Working from the line that contains "point: the dense foliage, one" down to the last line below, repeat each line exactly.

# Start of TASK DATA

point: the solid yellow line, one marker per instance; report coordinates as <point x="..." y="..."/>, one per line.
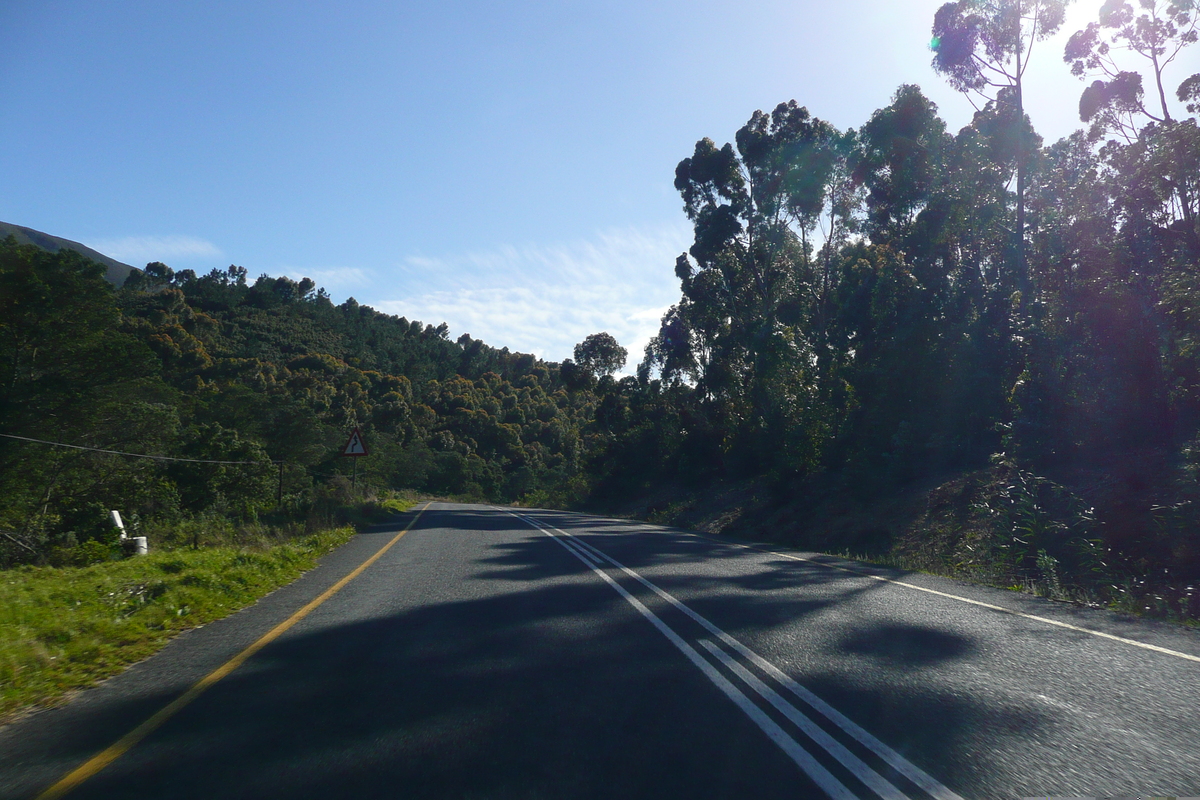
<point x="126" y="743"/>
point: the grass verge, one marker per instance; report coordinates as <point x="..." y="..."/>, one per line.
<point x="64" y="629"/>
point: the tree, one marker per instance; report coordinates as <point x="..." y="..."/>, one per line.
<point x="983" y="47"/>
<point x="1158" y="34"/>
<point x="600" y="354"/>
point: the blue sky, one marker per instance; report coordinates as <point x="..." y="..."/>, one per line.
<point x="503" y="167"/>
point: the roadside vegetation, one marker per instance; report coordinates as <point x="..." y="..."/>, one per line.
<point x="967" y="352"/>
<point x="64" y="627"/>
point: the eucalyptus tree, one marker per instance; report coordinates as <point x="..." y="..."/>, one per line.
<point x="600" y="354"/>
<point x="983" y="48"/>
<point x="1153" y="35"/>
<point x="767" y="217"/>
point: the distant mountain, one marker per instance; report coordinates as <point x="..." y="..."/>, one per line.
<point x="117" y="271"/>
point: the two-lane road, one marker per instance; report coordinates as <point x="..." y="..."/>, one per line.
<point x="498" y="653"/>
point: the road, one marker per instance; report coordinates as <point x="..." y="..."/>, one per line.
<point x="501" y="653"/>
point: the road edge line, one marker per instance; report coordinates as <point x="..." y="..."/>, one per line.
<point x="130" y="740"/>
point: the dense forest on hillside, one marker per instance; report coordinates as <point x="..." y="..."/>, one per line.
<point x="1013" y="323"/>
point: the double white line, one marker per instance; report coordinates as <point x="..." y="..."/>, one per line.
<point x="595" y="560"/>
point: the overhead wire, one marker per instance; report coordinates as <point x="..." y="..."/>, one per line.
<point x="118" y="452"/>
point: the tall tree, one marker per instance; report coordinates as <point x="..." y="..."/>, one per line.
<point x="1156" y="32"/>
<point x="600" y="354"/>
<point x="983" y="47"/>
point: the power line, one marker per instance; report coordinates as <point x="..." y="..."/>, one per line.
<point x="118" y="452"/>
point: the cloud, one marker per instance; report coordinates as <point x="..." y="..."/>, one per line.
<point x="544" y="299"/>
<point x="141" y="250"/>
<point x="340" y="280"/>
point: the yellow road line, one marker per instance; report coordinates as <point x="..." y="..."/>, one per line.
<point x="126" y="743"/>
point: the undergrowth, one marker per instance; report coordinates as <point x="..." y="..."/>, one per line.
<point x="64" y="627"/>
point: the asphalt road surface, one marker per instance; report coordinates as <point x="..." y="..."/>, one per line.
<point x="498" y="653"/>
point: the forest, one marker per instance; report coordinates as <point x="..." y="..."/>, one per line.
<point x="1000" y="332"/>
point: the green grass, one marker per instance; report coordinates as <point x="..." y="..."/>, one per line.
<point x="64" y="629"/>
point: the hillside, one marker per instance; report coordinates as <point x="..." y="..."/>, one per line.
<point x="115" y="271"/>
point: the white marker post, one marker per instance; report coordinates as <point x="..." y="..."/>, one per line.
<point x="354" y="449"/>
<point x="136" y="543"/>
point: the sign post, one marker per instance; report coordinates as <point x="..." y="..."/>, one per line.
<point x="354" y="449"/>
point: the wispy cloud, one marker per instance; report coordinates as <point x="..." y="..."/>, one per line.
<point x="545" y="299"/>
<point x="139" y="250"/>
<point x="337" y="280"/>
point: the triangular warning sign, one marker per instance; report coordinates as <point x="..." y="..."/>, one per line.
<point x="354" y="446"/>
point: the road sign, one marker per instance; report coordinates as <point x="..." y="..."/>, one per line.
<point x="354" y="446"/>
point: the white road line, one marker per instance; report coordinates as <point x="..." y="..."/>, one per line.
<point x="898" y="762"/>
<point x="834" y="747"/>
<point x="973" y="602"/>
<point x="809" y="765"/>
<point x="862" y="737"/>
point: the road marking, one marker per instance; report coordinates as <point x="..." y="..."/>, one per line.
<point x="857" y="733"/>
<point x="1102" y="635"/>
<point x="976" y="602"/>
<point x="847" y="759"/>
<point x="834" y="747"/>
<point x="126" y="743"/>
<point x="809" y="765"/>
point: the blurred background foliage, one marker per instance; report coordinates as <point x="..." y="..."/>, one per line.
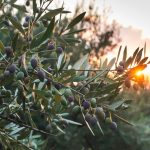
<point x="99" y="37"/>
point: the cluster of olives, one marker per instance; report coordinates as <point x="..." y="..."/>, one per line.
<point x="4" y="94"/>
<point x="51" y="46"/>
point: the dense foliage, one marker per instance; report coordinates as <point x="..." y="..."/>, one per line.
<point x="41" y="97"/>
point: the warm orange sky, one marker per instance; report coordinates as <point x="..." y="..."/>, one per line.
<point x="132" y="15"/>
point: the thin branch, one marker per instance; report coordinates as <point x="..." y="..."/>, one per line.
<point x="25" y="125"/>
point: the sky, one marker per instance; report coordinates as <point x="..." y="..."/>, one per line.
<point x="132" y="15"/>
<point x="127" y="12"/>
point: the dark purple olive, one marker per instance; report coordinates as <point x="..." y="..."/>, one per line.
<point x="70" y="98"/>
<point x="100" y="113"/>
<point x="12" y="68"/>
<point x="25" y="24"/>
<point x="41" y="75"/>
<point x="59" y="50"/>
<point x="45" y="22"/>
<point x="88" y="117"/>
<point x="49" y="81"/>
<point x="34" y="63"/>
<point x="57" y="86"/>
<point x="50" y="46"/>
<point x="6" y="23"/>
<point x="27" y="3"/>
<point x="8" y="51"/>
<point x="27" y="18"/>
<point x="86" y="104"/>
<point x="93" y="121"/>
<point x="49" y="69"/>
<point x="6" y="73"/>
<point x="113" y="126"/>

# End of TASK DATA

__REPLY TO THE EXERCISE__:
point: the dense foliage, one marker per instance; report coordinates as <point x="..." y="..."/>, one per line.
<point x="41" y="97"/>
point: the warm orange sky, one marker per instance; report coordinates as <point x="..." y="..."/>, one per line.
<point x="132" y="15"/>
point: the thin branch, one marker per instance; report coordinates as <point x="..." y="..."/>, one per line.
<point x="25" y="125"/>
point: the sky, one marker per instance; report coordinates as <point x="..." y="..."/>, one per line.
<point x="132" y="15"/>
<point x="127" y="12"/>
point: the dark purple olive, one marker per instance; report coordinates as <point x="..." y="..."/>, one per line.
<point x="70" y="98"/>
<point x="100" y="113"/>
<point x="12" y="68"/>
<point x="25" y="24"/>
<point x="41" y="75"/>
<point x="59" y="50"/>
<point x="45" y="22"/>
<point x="88" y="117"/>
<point x="49" y="81"/>
<point x="34" y="63"/>
<point x="57" y="86"/>
<point x="50" y="46"/>
<point x="6" y="23"/>
<point x="27" y="3"/>
<point x="8" y="51"/>
<point x="27" y="18"/>
<point x="86" y="104"/>
<point x="93" y="121"/>
<point x="49" y="69"/>
<point x="6" y="73"/>
<point x="113" y="126"/>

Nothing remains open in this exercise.